What is needed is every line of the data that includes the word "Task". Please copy each one.

Material shown ::

• • •

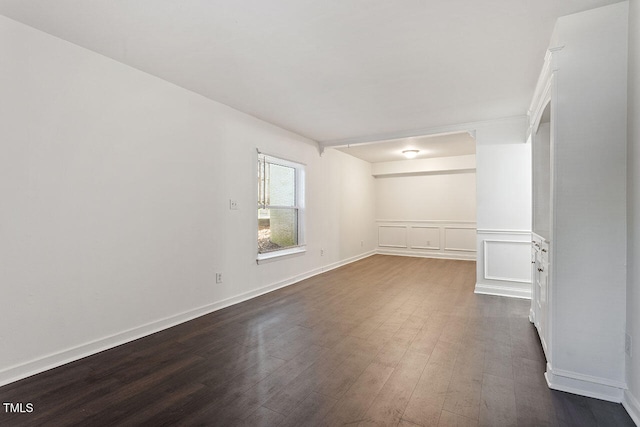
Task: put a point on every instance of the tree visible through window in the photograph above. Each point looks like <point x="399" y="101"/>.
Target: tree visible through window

• • •

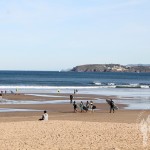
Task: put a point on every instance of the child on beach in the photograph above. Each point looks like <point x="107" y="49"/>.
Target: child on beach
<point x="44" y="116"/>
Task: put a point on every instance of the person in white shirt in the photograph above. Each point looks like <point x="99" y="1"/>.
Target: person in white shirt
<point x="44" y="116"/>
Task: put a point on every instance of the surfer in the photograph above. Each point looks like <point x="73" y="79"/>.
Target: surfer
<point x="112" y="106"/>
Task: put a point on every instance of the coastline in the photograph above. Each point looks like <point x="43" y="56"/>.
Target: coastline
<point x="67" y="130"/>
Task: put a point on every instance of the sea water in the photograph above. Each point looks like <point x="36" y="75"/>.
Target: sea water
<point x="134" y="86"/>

• • •

Output below ::
Task: put a point on every instance of the tree visible through window in the photograph above. Each point looks like <point x="399" y="101"/>.
Task: put a point on every instance of the child on beach in the photograph above. Each point looks like <point x="107" y="49"/>.
Task: put a point on every instance of the person in white shirt in the photograph above. Each point looks like <point x="99" y="1"/>.
Task: put a point on every instance of the surfer in the photograph above. Each point looks like <point x="73" y="79"/>.
Task: put a point on every instance of the coastline in the photograph above. Each point looks like <point x="43" y="56"/>.
Task: put a point on every instance of the sea water in the photograph above. Each point looks like <point x="36" y="75"/>.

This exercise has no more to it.